(Items listed in a dataset)
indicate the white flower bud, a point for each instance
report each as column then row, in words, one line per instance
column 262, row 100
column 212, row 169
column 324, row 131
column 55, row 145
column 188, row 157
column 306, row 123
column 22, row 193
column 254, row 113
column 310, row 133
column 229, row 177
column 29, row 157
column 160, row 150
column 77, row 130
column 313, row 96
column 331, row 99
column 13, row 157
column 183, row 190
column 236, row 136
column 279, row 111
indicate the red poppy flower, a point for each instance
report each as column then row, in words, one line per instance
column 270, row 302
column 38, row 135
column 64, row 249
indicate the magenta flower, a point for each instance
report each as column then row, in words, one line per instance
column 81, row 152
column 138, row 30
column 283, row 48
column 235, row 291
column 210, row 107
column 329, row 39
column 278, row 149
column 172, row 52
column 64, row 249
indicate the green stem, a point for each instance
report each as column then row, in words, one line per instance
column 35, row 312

→ Task to carry out:
Start at the first line of the entries above. Set down each line exactly through the one with "indicate the red", and stop there.

→ The completed task:
indicate the white flower bud, a point for each instance
report each as column then row, in words, one line per instance
column 262, row 100
column 212, row 169
column 324, row 131
column 55, row 145
column 188, row 157
column 306, row 123
column 22, row 193
column 254, row 113
column 310, row 133
column 229, row 177
column 29, row 157
column 160, row 150
column 77, row 130
column 313, row 96
column 331, row 99
column 13, row 157
column 183, row 190
column 236, row 136
column 279, row 111
indicate the red poppy flower, a point for each instance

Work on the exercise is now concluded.